** Start **

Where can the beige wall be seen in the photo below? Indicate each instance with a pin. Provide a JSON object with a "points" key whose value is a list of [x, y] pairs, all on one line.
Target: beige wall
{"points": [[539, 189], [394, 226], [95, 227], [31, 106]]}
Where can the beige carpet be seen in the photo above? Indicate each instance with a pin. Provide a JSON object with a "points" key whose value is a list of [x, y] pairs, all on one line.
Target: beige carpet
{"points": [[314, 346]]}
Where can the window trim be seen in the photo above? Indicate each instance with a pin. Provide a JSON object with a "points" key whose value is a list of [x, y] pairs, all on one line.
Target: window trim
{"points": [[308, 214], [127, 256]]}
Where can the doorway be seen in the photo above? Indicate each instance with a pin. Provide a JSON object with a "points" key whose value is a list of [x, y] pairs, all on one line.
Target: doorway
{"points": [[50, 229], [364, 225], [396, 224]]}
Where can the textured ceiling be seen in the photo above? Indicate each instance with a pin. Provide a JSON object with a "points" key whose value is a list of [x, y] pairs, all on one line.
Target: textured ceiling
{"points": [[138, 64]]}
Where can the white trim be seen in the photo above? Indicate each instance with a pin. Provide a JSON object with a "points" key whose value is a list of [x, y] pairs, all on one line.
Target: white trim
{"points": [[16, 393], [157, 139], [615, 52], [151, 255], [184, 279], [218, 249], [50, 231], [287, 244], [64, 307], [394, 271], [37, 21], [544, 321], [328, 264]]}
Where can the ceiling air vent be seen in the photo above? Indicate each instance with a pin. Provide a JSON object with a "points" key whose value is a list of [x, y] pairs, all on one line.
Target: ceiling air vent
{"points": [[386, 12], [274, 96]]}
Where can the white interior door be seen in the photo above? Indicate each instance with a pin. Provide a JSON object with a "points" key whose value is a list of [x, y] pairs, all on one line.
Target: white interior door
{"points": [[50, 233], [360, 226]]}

** End **

Write out the lines above from the one containing "Where can the doorway" through the last, exactly as they are.

Where can the doorway be seen in the photo above? Indicate each instance with a pin. Provide a JSON object with a "points" key whose value is a list of [x, y] pairs, all on one line.
Target: doorway
{"points": [[50, 229], [364, 225], [396, 224]]}
Where can the textured ceiling be seen in the photo above? Indicate each instance with a pin. Provide a JSON object with a "points" key whose value is a list of [x, y] pairs, all on one line.
Target: textured ceiling
{"points": [[138, 64]]}
Where can the white trim be seen in the photo above? Indicate each instance with a pin. Provide a JSON object with a "points" key whose value is a list of [x, y] pairs, all on one line.
Target: white trim
{"points": [[16, 393], [157, 139], [615, 52], [151, 255], [184, 279], [218, 249], [50, 231], [287, 244], [64, 307], [394, 271], [37, 21], [544, 321], [328, 264]]}
Where can the ceiling air vent be seen in the photo above? Indicate each instance with a pin. Provide a JSON object with a "points" key whose value is a list of [x, y] pairs, all on one line.
Target: ceiling air vent
{"points": [[386, 12], [274, 96]]}
Where can the white interior door be seen in the photo above? Indicate each instance with a pin. Provide a JSON object with a "points" key whose value is a list of [x, y] pairs, all on one line.
Target: white interior door
{"points": [[50, 233], [360, 226]]}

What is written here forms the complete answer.